## SELECTED TEXT
[Start]

Meet Siddhesh Lad, the Mumbai Indians batsman who is ready for the next step

Scan the Mumbai Indians IPL roster and you will find the name of a certain Siddhesh Lad in it. The name might not have gained national prominence so far, but ask his Mumbai Ranji teammates about him and the words of praise don’t stop flowing. It is quite possible that in the future, the whole country will wax lyrical about him.

Representing the country is what Mumbai’s 24-year-old lower middle order batsman, Siddhesh Lad dreams of. Lad doesn’t possess the biggest frame, but he’s used to punching above his weight. His father, Dinesh Lad, who not only coached Siddhesh but Rohit Sharma as well, enrolled his son into Praveen Amre’s Shivaji Park Gymkhana Academy. In no time at all, Siddhesh was playing in the under-14s at the age of 10.

“He (Amre) liked my talent,” says Lad. “It was a great experience. I’ve learned a lot from Praveen sir. I still talk to him sometimes when I meet him. Technique-wise, he is very good. Players like Ajinkya Rahane, Robin Uthappa are his regular students, so yes, it was a great experience to work with him.”

Honing his skills at the Shivaji Park Gymkhana, word began to get around of a lad named Lad in the grass-root cricket circles. School cricket transitioned into college cricket, with Siddhesh playing for Rizvi College. He recalls that one of the first tournaments to give him a platform at that level was Red Bull Campus Cricket.

“It was a great experience. It was a platform for every one of us to showcase our talent on a big stage. We won the Mumbai finals and went and played against Kolkata. We also then went to Sri Lanka to play the Asia Cup. Overall, it was an awesome experience for us, we never had a platform like that before. We played against KL Rahul, and Shardul Thakur was on our team (who plays for Rising Pune Supergiant in the IPL).”

[End]

## DATASET CONTENT
[Start]

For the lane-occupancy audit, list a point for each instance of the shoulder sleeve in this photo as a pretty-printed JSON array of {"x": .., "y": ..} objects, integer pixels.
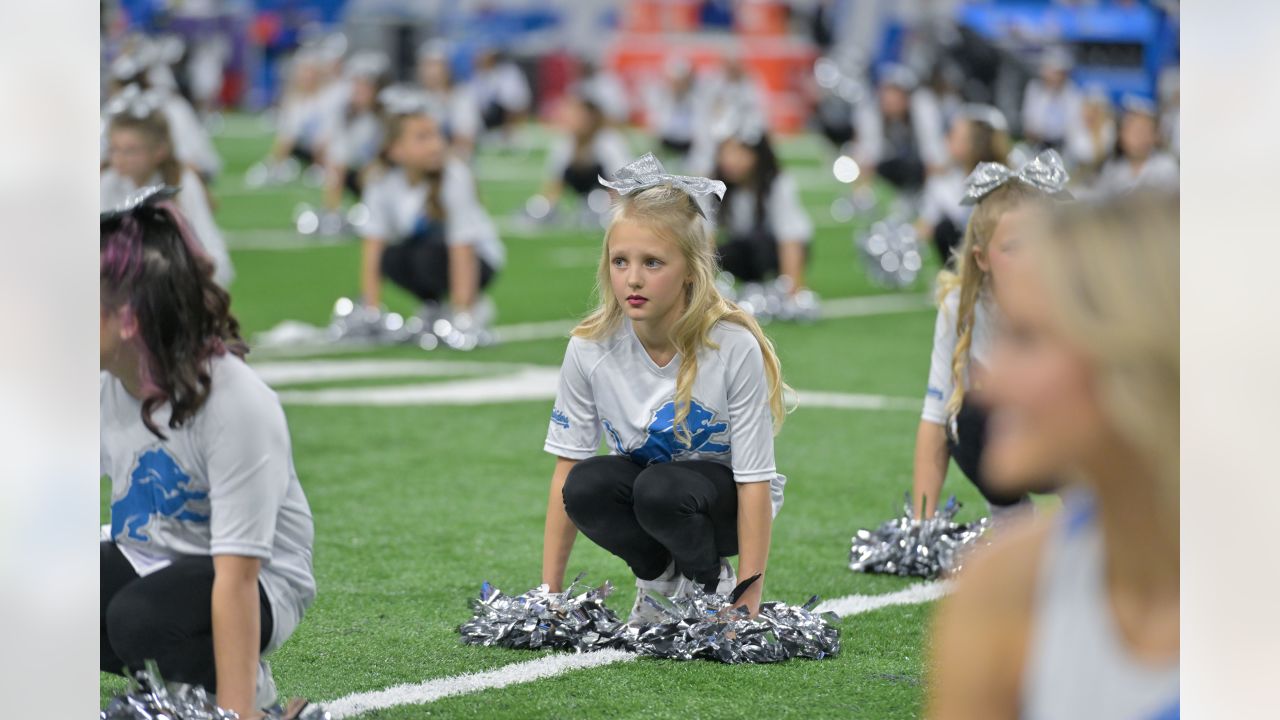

[End]

## JOBS
• 1. In the Siddhesh Lad profile, which academy did his father enroll him in?
• 2. Using the Siddhesh Lad profile, explain why Lad calls Red Bull Campus Cricket a great experience.

## SET OF ANSWERS
• 1. Praveen Amre's Shivaji Park Gymkhana Academy.

• 2. He says it gave every player a platform to show their talent on a big stage. He adds that they had never had a platform like that before.